-- EXCERPTED PASSAGE follows --

Worker Shortages Plague Defense Industrial Base (Source: Forbes)
Defense expert Loren Thompson reviews the National Defense Industrial Strategy, highlighting ongoing workforce shortages. The U.S. is facing significant challenges in its defense industrial base, including workforce shortages and a fragile domestic supply chain, as evidenced by the slow pace of submarine production at the nation's nuclear shipyards and the existence of only one domestic smelter producing high-purity aluminum for military aircraft. (1/22)

Sierra Space Inflatable Module Passes Pressure Test (Source: Space News)
Sierra Space has successfully conducted a burst test on a full-scale version of its Large Integrated Flexible Environment module, an inflatable module designed for commercial space stations, at NASA's Marshall Space Flight Center. The test, which involved inflating the module and increasing internal pressure until it burst, showed that it could withstand pressures significantly exceeding NASA's safety requirements. (1/22)

Space Force Sees Heightened Role in US Defense (Source: Space News)
As the US Space Force is navigating an environment of increasing threats to national space assets due to international tension and changing technologies, according to Space Force chief Gen. Chance Saltzman. He emphasized the need for guardians to understand the link between space systems and terrestrial warfare, and to innovate in response to potential threats like Chinese and Russian space weapons. (1/22)

Bill Would Take DOD Contracting Practices Government-Wide (Source: NextGov)
The recently introduced Conforming Procedures for Federal Task and Delivery Order Contracts Act aims to streamline the federal contracting process by reducing complex requirements and expediting proposal evaluations, thereby enabling more small businesses to compete. The proposed legislation focuses on minimizing redundant documentation, applying Defense Department contracting practices to all federal agencies, and accelerating the award process. (1/22)

Albedo Raises $35 Million for Imagery Satellite (Source: Space News)
Albedo raised $35 million to build and launch its first high-resolution Earth-imagery satellite. The company announced a Series A-1 round Tuesday led by Standard Investments. The funding round will allow Albedo to accelerate work on its very low Earth orbit (VLEO) constellation, capable of producing optical images with a resolution of 10 centimeters and thermal imagery at a resolution of two meters. Albedo expects to launch its first satellite in 2025. (1/23)

France's Aldoria Raises $11 Million for SSA (Source: Space News)
Aldoria, a French space situational awareness (SSA) startup, has raised $10.9 million. The company announced its Series A round Tuesday involving several French and European investors. Aldoria, previously known as Share My Space, operates a network of optical telescopes to track space objects. The company will use the funding to expand that network and enhance its ability to process data from that network and other sources. (1/23)

Report Recommends Greater Use of AI for Satellite Data Analysis (Source: Space News)

-- EXCERPTED PASSAGE concluded --

INSTRUCTIONS:
[A] According to the news roundup, what resolution will the optical images from Albedo's satellite constellation have?
[B] Copy the news roundup word for word, starting at "Worker Shortages Plague" and ending at "military aircraft. (1/22)".
[C] Extend the news roundup on space and defense from where it stops.

-- DATA EXTRACTS follows --

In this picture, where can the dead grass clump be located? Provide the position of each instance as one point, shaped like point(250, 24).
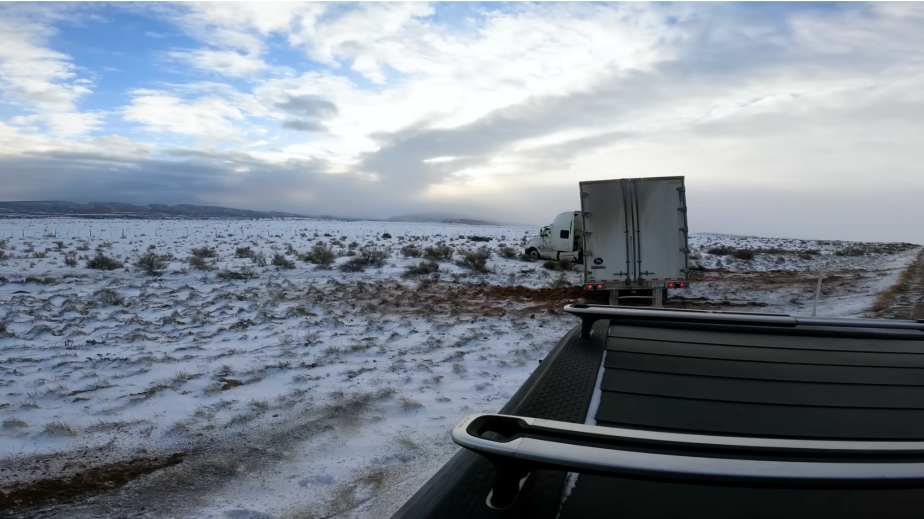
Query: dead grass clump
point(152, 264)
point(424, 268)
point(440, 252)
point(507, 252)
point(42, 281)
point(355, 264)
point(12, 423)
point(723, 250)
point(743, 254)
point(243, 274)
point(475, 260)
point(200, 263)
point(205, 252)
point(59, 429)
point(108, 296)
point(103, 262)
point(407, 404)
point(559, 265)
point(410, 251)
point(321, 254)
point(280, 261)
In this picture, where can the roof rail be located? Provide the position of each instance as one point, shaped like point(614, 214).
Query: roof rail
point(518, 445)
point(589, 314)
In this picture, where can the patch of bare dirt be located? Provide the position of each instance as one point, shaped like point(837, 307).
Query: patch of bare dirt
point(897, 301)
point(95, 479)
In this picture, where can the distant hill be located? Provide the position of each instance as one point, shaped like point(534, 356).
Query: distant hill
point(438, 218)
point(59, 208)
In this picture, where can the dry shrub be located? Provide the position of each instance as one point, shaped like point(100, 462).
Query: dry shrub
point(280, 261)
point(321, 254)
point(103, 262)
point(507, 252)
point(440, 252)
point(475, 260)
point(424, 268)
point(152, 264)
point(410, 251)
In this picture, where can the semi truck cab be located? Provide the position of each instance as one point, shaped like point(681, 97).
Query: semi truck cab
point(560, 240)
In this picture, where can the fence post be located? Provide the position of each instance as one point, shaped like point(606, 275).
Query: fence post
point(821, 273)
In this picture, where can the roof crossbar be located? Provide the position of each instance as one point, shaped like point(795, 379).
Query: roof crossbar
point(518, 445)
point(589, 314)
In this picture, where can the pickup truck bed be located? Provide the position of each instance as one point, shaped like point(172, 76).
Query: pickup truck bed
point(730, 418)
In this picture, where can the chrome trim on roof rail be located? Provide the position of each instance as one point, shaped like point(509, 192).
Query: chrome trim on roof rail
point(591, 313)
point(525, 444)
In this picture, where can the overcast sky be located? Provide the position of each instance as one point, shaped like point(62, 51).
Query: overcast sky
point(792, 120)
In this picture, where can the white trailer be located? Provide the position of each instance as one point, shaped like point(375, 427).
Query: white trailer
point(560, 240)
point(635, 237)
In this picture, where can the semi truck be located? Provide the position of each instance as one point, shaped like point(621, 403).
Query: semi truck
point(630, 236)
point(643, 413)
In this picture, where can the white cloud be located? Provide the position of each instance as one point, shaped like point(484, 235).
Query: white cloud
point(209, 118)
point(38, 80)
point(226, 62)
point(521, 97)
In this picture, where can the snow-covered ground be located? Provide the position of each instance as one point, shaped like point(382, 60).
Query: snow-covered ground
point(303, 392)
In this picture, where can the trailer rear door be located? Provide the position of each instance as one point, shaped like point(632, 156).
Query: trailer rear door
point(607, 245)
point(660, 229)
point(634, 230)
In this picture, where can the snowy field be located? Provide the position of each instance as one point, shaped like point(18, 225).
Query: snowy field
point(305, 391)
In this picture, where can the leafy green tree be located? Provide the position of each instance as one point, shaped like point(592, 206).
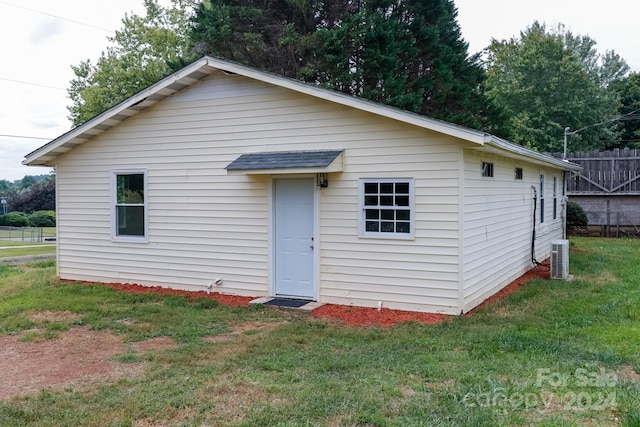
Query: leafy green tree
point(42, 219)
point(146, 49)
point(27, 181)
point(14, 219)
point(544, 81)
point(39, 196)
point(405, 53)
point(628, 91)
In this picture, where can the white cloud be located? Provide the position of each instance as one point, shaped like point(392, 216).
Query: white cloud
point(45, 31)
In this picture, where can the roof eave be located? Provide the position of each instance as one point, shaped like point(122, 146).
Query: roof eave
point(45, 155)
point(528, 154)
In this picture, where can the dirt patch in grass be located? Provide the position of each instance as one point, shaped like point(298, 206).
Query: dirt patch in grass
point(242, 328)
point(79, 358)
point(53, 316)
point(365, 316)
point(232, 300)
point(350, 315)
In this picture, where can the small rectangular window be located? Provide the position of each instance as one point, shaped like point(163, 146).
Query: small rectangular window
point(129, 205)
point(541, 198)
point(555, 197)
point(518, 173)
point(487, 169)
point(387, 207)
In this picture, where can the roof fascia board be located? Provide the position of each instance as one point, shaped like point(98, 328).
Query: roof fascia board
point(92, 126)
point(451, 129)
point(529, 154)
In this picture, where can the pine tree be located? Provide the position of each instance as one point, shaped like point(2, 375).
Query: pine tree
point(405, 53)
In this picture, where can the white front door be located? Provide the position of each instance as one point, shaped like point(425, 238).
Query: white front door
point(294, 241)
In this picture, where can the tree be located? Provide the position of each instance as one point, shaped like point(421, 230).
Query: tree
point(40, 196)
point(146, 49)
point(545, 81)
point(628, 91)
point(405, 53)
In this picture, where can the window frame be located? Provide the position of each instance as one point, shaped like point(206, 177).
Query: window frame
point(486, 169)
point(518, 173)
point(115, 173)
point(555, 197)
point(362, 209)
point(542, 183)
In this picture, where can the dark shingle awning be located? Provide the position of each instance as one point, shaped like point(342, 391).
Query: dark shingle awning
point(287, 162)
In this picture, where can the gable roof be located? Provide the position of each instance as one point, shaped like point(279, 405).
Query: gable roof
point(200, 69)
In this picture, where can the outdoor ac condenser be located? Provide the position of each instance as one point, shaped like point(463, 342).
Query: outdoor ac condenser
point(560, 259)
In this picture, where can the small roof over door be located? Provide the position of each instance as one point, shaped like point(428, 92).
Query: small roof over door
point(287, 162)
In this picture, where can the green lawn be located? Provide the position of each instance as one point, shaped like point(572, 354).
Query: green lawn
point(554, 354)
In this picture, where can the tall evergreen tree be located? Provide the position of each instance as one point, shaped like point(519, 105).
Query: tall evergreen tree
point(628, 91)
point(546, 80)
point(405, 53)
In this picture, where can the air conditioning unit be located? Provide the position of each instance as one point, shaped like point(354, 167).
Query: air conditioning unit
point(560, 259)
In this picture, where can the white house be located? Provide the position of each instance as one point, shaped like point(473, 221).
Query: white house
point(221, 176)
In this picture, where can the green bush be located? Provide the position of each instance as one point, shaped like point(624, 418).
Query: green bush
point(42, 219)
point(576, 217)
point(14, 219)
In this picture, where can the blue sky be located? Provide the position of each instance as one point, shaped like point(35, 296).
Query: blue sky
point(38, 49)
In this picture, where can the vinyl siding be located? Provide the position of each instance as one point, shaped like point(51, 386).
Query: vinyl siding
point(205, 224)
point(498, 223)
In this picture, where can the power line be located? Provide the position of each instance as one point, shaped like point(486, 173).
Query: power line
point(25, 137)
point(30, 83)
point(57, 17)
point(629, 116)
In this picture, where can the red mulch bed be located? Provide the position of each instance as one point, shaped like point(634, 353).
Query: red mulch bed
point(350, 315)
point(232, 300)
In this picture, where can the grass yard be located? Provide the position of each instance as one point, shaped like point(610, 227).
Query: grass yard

-- DATA EXTRACTS concluded --
-- DATA EXTRACTS follows --

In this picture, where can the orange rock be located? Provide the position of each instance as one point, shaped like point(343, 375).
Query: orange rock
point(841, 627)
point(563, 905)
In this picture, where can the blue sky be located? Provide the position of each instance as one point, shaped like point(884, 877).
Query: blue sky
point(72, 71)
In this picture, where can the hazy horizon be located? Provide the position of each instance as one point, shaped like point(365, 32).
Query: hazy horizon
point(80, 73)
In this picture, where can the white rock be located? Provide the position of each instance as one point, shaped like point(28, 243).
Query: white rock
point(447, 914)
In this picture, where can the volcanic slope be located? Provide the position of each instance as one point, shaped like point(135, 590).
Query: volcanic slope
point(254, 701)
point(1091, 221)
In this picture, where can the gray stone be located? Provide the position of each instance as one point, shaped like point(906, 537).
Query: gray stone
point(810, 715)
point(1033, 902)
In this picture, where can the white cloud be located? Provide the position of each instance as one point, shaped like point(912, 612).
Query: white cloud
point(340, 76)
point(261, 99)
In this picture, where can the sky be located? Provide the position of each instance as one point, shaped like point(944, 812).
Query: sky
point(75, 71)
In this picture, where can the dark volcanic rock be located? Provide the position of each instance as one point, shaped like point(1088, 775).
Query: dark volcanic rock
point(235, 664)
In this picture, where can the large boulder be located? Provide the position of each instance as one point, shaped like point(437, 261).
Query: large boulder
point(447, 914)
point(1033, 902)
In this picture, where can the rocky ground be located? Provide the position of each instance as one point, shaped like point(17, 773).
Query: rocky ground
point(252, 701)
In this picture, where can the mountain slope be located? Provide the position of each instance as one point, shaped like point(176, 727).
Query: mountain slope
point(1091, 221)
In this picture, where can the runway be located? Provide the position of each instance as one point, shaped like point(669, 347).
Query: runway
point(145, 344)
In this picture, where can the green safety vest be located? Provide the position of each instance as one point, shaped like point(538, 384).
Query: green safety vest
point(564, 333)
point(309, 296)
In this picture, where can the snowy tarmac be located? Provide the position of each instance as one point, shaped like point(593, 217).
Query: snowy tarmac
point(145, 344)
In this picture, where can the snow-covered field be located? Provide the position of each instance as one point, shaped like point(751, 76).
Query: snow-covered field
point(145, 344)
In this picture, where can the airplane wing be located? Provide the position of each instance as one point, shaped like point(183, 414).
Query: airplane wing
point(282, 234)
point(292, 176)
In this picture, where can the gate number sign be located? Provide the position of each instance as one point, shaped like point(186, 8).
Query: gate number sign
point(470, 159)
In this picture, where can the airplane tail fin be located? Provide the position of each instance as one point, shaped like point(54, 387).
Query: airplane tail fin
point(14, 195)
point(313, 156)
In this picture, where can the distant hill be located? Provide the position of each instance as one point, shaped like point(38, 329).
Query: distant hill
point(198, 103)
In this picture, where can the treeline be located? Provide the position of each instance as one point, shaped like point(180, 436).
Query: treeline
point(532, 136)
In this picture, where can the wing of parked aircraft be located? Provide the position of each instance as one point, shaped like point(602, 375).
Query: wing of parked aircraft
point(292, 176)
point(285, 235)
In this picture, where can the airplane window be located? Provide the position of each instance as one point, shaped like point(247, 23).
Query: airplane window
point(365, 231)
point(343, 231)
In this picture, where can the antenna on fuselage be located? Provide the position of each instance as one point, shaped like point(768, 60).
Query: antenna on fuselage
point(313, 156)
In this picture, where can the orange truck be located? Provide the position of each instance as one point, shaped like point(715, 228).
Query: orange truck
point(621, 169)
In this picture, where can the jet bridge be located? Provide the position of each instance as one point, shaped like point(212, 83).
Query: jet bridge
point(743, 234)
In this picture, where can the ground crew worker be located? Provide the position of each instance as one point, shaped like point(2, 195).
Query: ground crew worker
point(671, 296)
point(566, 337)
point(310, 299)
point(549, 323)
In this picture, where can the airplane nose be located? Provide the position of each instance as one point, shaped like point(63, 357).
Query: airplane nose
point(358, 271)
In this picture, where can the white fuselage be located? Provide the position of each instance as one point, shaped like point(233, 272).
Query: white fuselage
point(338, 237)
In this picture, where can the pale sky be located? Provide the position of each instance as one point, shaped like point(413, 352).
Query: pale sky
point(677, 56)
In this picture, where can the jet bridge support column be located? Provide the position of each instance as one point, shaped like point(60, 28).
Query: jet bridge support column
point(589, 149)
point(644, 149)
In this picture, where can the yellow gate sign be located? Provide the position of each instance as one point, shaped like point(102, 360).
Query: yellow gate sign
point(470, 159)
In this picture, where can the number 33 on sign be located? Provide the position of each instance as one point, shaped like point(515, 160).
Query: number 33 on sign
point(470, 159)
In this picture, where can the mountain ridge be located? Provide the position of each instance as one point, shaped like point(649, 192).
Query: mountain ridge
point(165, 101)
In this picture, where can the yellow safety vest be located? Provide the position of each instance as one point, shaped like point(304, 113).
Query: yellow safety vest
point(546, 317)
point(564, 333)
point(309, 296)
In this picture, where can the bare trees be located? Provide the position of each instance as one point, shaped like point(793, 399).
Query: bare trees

-- DATA EXTRACTS concluded --

ANSWERS BY ITEM:
[A] 10 centimeters.

[B]
Worker Shortages Plague Defense Industrial Base (Source: Forbes)
Defense expert Loren Thompson reviews the National Defense Industrial Strategy, highlighting ongoing workforce shortages. The U.S. is facing significant challenges in its defense industrial base, including workforce shortages and a fragile domestic supply chain, as evidenced by the slow pace of submarine production at the nation's nuclear shipyards and the existence of only one domestic smelter producing high-purity aluminum for military aircraft. (1/22)

[C]
A new report calls for greater use of artificial intelligence to analyze satellite data. The report, released last week by the World Economic Forum and Deloitte, found a burgeoning demand for data related to climate and sustainability, precision agriculture and ESG reporting requirements. That data is available in many cases from existing Earth observation satellites, but the report found that advances an AI may enable new applications involving such data to make it accessible to a wider range of customers. An Earth observation market panel at the recent WEF forum concluded that there has to be continued dialogue between data suppliers, users and financiers, as these groups may not typically talk to one another. (1/23)

China Launches Five Satellites on Kinetica-1 Solid-Fuel Rocket (Source: Xinhua)
A Chinese commercial rocket launched five satellites Monday night. The Lijian-1, or Kinetica-1, solid-fuel rocket lifted off from the Jiuquan Satellite Launch Center at 11:03 p.m. Eastern. The rocket successfully placed five Taijing remote sensing satellites into orbit. (1/23)

India Plans Privatization of LVM3 Rocket Production (Source: IANS)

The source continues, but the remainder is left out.